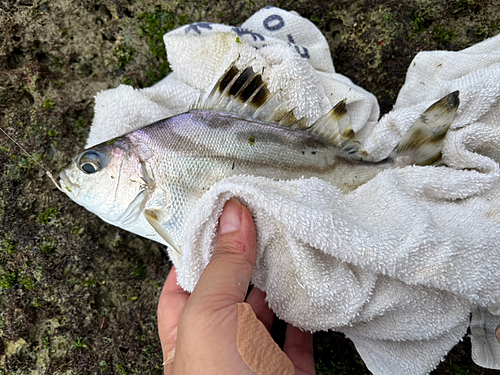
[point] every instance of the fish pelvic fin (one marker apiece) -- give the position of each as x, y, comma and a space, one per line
153, 218
423, 142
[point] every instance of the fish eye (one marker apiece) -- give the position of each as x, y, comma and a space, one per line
89, 162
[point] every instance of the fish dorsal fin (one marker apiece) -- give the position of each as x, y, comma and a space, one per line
422, 143
245, 93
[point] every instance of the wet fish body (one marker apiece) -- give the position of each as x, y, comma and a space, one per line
149, 181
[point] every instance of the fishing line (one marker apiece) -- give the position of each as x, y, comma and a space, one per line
32, 158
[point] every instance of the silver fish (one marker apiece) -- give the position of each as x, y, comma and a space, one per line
148, 181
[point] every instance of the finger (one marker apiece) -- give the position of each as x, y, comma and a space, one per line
226, 278
299, 348
257, 299
172, 300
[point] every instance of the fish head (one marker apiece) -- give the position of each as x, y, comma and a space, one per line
105, 179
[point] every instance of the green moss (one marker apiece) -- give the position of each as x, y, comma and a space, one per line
139, 271
90, 282
8, 247
103, 366
48, 245
48, 103
45, 217
461, 6
76, 229
27, 282
120, 369
8, 279
79, 343
441, 36
153, 26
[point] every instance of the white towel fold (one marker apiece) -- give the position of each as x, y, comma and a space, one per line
397, 265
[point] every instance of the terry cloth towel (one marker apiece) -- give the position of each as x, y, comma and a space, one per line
400, 263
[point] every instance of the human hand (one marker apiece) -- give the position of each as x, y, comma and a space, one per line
211, 331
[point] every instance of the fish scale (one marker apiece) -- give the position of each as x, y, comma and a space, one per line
159, 172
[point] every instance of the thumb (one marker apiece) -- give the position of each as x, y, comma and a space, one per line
226, 278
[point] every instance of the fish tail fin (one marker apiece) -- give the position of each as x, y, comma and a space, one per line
423, 142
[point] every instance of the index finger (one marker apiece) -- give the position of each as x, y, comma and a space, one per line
172, 300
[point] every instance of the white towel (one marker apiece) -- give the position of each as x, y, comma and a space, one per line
397, 265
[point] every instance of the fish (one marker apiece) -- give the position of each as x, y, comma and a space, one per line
149, 180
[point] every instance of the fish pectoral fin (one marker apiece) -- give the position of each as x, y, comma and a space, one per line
152, 216
134, 209
423, 142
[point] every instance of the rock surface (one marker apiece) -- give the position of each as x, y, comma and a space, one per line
79, 296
============
Restate the records above in full, word for word. Keep pictures out.

## [Task output]
[point] every instance of the fish pelvic fin (one marker apiece) -- give the position of each as x, y, comma and a space, one per line
153, 218
423, 142
[point] every instance of the fish eye (one marker apiece) -- give the position of each as x, y, comma and a space, one per line
89, 162
[point] every instance of the fish dorsal fin (one marker apiece) -- give the position of each as x, y, comma and a space, one per line
422, 143
245, 93
[point] every instance of the wet fish body (one marker apiece) -- give the position of each as x, y, comma and a space, one per line
149, 181
[point] every instance of the fishing line (one marker apiece) -- give the position of each as x, y, comma and a space, one per line
32, 158
[point] every instance of the silver fish (one marker apiece) -- give the position of each as x, y, comma and a space, one per line
148, 181
[point] every instance of the finger (one marker apiece) -- give the position of each as x, y, comma and a space, one per line
226, 278
299, 348
257, 299
172, 300
[point] every instance of the fish head (one marker apiece) -- give the position of each as x, y, comma and a space, one per line
105, 179
[point] every instance of the green moss (one marker apiece) -- give the position of each as x, y, comma and a space, one per line
139, 271
90, 282
8, 247
103, 366
48, 245
48, 103
45, 217
461, 6
76, 229
27, 282
120, 369
8, 279
79, 343
441, 36
153, 26
[point] every instance of the white towel fold (one marker apiece) -- give the position of each as x, y, comma and a space, one per line
397, 265
[point] every instance of the terry cloth towel (one marker apiece) -- give the position of each as x, y, comma and a space, one per line
400, 263
[point] every instance of the human hand (one marker apiece) -- give the position of each as x, y, comma and a space, one per line
211, 331
[point] every instance of the fish scale (one marker apiece) -- give the position of each as x, y, comma and a space, one per line
159, 172
[point] every instance of the thumb (one marker apiece) -- give the position of each as x, y, comma and a space, one per line
226, 278
[point] every instance of the fish tail fin (one marker apiece) -- give the position of each as x, y, comma and a space, one per line
423, 142
[point] every instance of the index finger (one marker apiece) -- give the position of each as x, y, comma and a space, one per line
172, 300
[point] every instance of the white towel (one marker apiece) -- give the position of each as x, y, comma and a space, one per line
397, 265
[point] every instance of the fish (one marker apiece) -- give the position of each as x, y, comma and a space, one per line
149, 180
[point] every instance of the fish pectoral fin (one marker apiece) -- give the position of each as x, y, comma and a space, one per line
152, 216
134, 209
423, 142
[point] every instance of the rock surface (one marker apiece) -- give the position of each as x, y, comma and a space, one per line
79, 296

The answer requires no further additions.